→ **Article**
——————
How fast can we get integer multiplication on an H100?

Overview

A lot of time and effort has been spent optimizing matmuls on GPUs (see here). And rightfully, so they're probably the most important computation to ever be performed on a GPU.

But what about integer multiplication? Multiplying numbers millions of digits long is still pretty important (in cryptography, for example), but it's not being actively optimized on modern GPUs. At least not publicly.

So, the goal of this repo is to serve as a benchmark for integer multiplication and to try and multiply million digit numbers as fast as we possibly can.

Problem Statement

We are given two positive numbers $A$ and $B$, each $n$ digits long, and we want to compute $C = A\cdot B$. Since these numbers are too large to fit in a single machine word, we store them as a sequence of uint32 chunks in little-endian format. This lets us store and perform operations on numbers of arbitrary length.
——————
→ **Data shown**
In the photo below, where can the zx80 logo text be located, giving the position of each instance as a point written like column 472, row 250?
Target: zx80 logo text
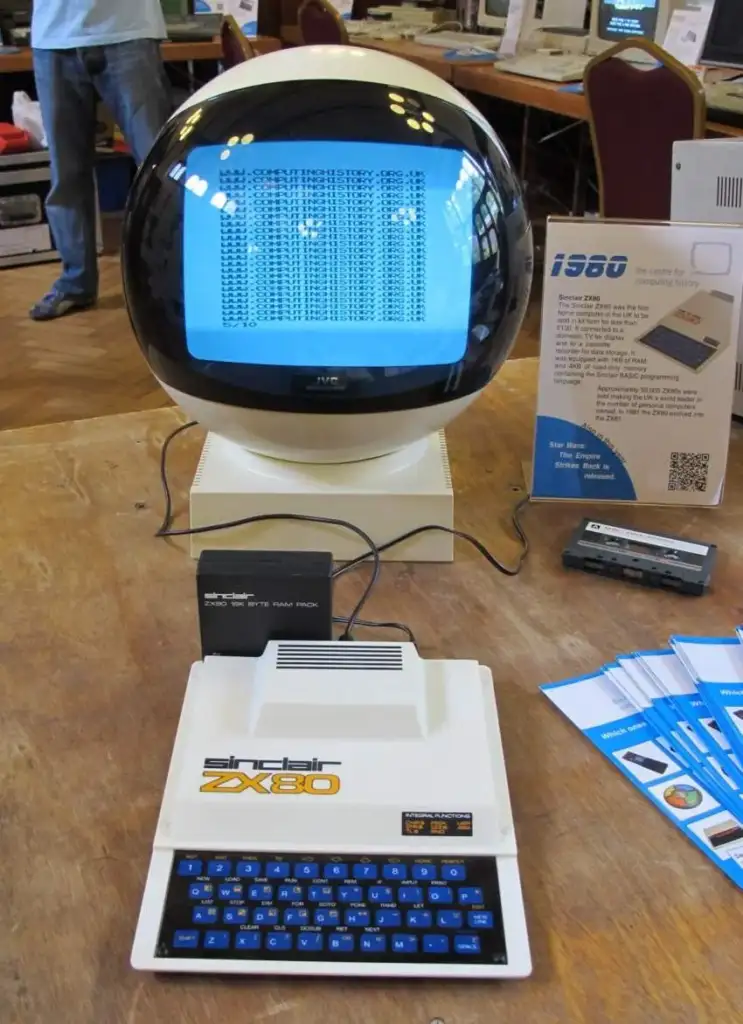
column 281, row 776
column 580, row 265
——————
→ **The tasks**
1 – Print the part of the article between "A lot of time" and "we possibly can.", inclusive.
2 – Answer these questions from the article:
(a) What field does it give as an example where multiplying numbers millions of digits long is important?
(b) What is the repo meant to serve as a benchmark for?
(c) In what format are the uint32 chunks stored?
The data is material of its own, apart from the article.

→ **Solution list**
1 –
A lot of time and effort has been spent optimizing matmuls on GPUs (see here). And rightfully, so they're probably the most important computation to ever be performed on a GPU.

But what about integer multiplication? Multiplying numbers millions of digits long is still pretty important (in cryptography, for example), but it's not being actively optimized on modern GPUs. At least not publicly.

So, the goal of this repo is to serve as a benchmark for integer multiplication and to try and multiply million digit numbers as fast as we possibly can.

2 –
(a) Cryptography.
(b) Integer multiplication.
(c) Little-endian format.